** SELECTED EXTRACT follows **

Even without El Niño, the global picture for food security is bleak. Malnutrition is a leading cause of childhood death in poor countries, with 161 million under-fives chronically malnourished. Now new evidence from the Horn of Africa shows malnutrition among disabled children is much worse than previously thought. This is a region likely to feel El Niño’s impact keenly, so the sooner action can be taken to protect children, the better.  

Turkana-Kenya (1).jpg

A study my team and I published last month examines the link between malnutrition and childhood disability in Turkana in northwest Kenya. [1] Turkana is the poorest county in Kenya. It is battling drought and suffers high levels of chronic food insecurity, with widespread malnutrition: 1-in-3 children without disabilities are malnourished. By comparison, the new data shows that a staggering 54 per cent of children with disabilities are malnourished.

There are several reasons for this — meaning interventions to tackle it can take different approaches or ‘entry points’. Firstly, lunch: this is the main meal of the day for many children, provided through a school feeding programme, but out of reach for those disabled children who do not go to school.

The obvious way to address this is to get more kids into school. But relief organisations will also need to go the extra mile to reach children with disabilities often missed by school lunch programmes. For example the Sangath NGO in Goa, western India, supports pre-school children with special educators, home care and community health workers.

** End of SELECTED EXTRACT **
** RECORDS SUPPLIED follows **

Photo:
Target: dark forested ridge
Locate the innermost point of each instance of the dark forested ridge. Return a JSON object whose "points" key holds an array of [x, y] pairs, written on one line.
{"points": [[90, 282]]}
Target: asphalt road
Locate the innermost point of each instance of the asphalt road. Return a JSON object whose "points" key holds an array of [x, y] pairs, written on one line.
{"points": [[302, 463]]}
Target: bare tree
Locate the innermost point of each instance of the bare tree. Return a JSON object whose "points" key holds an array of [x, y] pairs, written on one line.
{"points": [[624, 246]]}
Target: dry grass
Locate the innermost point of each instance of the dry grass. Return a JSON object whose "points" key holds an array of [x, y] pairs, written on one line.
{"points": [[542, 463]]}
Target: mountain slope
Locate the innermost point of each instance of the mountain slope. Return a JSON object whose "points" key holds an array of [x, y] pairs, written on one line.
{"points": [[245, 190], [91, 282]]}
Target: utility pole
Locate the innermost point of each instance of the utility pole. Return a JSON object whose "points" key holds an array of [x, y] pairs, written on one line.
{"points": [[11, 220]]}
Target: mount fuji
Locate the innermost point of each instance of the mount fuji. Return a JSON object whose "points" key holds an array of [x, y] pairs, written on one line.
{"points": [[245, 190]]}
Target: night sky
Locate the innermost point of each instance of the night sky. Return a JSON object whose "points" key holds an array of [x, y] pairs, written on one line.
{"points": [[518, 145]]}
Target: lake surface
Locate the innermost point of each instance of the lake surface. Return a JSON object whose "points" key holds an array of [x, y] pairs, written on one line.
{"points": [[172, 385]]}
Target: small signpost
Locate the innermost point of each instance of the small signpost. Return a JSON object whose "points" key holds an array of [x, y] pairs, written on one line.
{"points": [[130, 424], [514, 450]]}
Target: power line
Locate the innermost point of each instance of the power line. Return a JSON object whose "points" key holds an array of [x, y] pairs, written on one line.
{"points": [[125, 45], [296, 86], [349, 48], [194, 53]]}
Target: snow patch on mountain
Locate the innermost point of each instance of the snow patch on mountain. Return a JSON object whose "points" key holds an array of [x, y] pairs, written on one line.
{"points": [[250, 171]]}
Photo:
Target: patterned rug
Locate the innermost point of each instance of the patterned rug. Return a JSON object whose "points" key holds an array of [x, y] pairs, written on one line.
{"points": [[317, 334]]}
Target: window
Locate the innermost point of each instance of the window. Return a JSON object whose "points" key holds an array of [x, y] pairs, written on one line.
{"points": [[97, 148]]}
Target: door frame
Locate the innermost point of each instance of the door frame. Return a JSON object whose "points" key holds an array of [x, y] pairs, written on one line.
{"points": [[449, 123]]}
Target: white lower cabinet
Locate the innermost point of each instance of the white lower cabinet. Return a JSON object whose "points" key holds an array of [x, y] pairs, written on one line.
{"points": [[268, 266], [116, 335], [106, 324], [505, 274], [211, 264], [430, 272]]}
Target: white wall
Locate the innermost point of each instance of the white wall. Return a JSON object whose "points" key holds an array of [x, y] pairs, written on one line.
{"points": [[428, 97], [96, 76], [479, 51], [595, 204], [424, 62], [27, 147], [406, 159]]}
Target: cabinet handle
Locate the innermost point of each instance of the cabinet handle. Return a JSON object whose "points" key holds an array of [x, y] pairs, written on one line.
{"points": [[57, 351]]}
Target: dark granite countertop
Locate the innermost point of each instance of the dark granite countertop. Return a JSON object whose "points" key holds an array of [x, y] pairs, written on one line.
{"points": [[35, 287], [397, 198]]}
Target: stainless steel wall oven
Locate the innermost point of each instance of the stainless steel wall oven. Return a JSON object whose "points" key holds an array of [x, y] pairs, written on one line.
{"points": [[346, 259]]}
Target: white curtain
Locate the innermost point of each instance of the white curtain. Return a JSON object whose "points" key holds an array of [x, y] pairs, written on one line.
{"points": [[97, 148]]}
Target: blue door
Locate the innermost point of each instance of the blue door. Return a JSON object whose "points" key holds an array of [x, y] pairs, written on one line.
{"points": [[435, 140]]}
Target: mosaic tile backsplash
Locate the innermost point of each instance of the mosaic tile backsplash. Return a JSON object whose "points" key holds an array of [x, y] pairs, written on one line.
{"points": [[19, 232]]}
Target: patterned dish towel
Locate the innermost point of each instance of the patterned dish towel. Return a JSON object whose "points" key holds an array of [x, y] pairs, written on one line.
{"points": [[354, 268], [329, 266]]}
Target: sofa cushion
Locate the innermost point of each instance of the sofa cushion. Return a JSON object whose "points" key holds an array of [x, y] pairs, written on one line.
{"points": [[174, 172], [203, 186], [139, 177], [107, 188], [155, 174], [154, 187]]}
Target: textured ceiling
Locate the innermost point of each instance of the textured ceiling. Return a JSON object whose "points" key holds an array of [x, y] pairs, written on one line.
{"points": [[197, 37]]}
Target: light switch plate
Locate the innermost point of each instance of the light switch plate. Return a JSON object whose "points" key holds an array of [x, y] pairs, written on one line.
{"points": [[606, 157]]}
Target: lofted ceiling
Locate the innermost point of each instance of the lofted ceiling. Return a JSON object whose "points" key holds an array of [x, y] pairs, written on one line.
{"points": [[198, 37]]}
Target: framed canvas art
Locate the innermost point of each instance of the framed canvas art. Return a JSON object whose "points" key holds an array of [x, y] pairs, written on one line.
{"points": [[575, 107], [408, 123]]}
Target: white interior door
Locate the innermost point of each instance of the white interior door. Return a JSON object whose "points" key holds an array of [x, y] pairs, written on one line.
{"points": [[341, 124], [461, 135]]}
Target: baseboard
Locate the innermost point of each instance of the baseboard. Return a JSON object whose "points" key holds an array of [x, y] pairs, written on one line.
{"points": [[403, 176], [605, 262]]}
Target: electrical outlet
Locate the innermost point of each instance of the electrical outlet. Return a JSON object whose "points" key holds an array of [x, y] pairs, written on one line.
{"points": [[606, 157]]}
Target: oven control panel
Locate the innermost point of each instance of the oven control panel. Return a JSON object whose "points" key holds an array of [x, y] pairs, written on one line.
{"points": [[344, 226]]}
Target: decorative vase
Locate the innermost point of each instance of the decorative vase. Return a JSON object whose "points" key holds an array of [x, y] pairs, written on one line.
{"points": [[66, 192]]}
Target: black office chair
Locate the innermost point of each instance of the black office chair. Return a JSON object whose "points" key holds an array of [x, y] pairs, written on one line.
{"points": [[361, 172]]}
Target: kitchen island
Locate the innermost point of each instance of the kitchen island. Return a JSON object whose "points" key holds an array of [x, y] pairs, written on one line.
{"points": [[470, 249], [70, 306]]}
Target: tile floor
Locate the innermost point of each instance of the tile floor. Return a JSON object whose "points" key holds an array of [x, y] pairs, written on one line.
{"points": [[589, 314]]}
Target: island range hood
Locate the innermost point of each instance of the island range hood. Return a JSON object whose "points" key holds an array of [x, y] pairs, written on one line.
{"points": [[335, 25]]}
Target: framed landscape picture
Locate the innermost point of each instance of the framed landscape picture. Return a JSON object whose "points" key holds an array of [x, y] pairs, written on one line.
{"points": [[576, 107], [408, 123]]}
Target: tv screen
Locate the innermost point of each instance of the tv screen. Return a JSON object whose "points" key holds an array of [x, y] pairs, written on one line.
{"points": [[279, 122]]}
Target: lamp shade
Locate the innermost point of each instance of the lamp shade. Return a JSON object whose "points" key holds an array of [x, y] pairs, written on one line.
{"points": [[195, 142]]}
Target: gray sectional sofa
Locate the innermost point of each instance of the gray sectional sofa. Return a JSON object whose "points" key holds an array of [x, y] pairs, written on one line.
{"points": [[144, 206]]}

** End of RECORDS SUPPLIED **

* [TASK TO COMPLETE] How might the text on malnutrition among children with disabilities in Turkana go on? Write the passage that comes after its last paragraph. The records aren't needed for this.

* [RESULT OF THIS EXERCISE]
Secondly, the nature of disabilities themselves can make eating a challenge. Children with cerebral palsy or cleft palate, for example, may have difficulties chewing or swallowing. Parents can easily end up sidelining their disabled offspring at mealtimes, particularly in the large families common in Kenya and many other developing countries.

Training can help here. The Getting to Know Cerebral Palsy programme is one global example. The first step is to establish groups of parents of children with cerebral palsy in the community. They meet regularly and trainers come and run sessions on different topics, including ways of feeding affected children and the best type of diet.

There are also massive opportunities for strengthening such programmes through smartphones. As smartphone availability increases, training can become more mobile-phone based — and this will both widen access, reduce the funding and resources needed for training, and provide a resource for users to refer back to when needed. Smartphone apps have been improving patient care and rehabilitation for those affected by strokes, with pilots in India showing they are popular with patients and carers. Training apps could also transform disability care.

As the impacts of El Niño take hold in vulnerable regions of the world, training programmes like these should be expanded to provide a desperately needed defence against chronic hunger.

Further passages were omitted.